### Supplied material
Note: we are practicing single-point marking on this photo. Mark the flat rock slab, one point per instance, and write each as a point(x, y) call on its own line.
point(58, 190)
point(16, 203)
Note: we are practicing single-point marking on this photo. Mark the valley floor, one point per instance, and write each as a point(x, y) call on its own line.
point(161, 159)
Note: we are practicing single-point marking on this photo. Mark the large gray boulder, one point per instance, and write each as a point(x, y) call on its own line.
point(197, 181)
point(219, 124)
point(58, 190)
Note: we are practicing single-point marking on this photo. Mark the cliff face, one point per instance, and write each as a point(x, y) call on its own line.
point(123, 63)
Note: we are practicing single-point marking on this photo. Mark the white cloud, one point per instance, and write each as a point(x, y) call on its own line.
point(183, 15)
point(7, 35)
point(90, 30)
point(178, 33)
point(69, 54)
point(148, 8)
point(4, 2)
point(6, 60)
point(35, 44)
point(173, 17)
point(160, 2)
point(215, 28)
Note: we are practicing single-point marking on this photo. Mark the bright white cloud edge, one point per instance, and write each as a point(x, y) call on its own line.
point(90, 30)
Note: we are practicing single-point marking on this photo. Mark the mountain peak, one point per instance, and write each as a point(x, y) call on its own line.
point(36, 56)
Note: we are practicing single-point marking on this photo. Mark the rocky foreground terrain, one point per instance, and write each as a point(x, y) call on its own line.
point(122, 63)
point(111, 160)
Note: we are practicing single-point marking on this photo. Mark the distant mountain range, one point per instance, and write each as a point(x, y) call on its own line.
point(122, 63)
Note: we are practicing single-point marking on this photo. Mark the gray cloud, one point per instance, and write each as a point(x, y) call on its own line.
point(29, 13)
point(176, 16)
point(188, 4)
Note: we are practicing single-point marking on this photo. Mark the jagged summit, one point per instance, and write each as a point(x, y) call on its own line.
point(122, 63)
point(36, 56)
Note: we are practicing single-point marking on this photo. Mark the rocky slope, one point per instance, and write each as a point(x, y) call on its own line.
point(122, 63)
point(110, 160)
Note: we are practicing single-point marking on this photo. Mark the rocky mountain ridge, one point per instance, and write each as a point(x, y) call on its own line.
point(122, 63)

### Exercise objective
The answer must be an exact copy of the lines from the one containing "Mark the gray" through the last line of the records, both included.

### Reply to the exercise
Note: we are practicing single-point marking on this photo. Mark the gray cloud, one point per instance, and write each as a point(x, y) call on its own line.
point(29, 13)
point(176, 16)
point(188, 4)
Note: we are practicing single-point marking on this photo. Mark the jagged summit, one point per instance, and write each as a point(x, y) call on its own line.
point(122, 63)
point(36, 56)
Note: we are practicing single-point marking on this photo. Mark the rocky slope, one point per instance, and write each as a point(x, y) call on its own line.
point(122, 63)
point(110, 160)
Note: we are practicing single-point marking on this photo. Mark the rocky mountain ridge, one point per instance, and write each as a point(x, y) call on its own line.
point(122, 63)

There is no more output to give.